◆ 指示
「the second flagpole?」を含む行から「[459,445,498,603]」を含む行まで（両端を含む）のデータを、すべての行を省かずに書き直してください。その際、解答に含まれる座標値はすべて0.5倍に縮小し、小数点以下は四捨五入して整数としてください。

:::

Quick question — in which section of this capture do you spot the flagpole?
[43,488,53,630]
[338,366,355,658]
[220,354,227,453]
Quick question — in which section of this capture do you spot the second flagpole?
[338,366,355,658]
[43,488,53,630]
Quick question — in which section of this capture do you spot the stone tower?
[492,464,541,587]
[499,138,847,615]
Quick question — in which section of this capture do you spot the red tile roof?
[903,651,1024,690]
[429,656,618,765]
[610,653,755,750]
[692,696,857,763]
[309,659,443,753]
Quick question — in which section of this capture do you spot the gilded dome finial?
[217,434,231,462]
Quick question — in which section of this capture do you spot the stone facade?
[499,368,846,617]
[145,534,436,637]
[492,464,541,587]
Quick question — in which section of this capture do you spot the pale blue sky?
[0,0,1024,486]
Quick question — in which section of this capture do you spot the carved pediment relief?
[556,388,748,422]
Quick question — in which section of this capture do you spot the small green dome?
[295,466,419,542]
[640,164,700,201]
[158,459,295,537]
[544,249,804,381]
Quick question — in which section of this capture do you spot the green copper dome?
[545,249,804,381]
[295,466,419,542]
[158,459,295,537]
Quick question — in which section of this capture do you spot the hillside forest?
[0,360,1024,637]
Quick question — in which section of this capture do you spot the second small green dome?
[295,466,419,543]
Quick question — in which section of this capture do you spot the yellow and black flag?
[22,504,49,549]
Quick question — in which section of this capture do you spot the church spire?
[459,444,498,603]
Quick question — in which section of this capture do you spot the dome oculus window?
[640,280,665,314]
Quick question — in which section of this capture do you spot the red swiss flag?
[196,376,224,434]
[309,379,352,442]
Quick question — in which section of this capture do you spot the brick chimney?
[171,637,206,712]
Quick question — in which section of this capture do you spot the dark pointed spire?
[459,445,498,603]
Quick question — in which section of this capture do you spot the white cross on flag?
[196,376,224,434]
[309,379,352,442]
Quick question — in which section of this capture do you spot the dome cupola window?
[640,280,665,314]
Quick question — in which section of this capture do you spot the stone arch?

:::

◆ 解答例
Quick question — in which section of this capture do you spot the second flagpole?
[169,183,178,329]
[22,244,27,315]
Quick question — in which section of this capture do you spot the stone tower?
[246,232,271,294]
[250,69,424,308]
Quick question — in which section of this capture do you spot the red tile roof?
[452,326,512,345]
[215,328,309,383]
[305,327,378,375]
[346,348,429,382]
[155,330,222,377]
Quick question — in which section of this capture do you spot the gilded dome finial?
[109,217,116,231]
Quick question — in which section of this capture do you spot the stone facade?
[250,184,423,309]
[73,267,218,319]
[246,232,271,294]
Quick question — in which section of this capture do you spot the pale blue sky?
[0,0,512,243]
Quick question — in which section of this capture do you spot the carved pediment relief?
[278,194,374,211]
Quick question — in which section of this capture do you spot the small green dome?
[148,233,210,271]
[320,82,350,101]
[79,230,148,269]
[272,125,402,191]
Quick question — in which section of this capture do you spot the green copper dome?
[273,125,402,191]
[148,233,210,271]
[79,230,148,269]
Quick question — in which section of this capture do you spot the hillside forest?
[0,180,512,319]
Quick question — in which section of this capture do you spot the second small green dome?
[148,233,210,272]
Quick question — in which section of this capture do you spot the yellow and black flag?
[11,252,25,275]
Quick question — in which section of this capture do you spot the church spire?
[230,222,249,302]
Quick question — in which section of this capture do you spot the dome oculus window?
[320,140,333,157]
Quick question — in which section of this capture do you spot the red swiss flag?
[98,188,112,217]
[155,190,176,221]
Quick question — in which section of this capture do you spot the brick chimney?
[86,319,103,356]
Quick question — in which section of this capture do you spot the dark pointed spire?
[230,223,249,302]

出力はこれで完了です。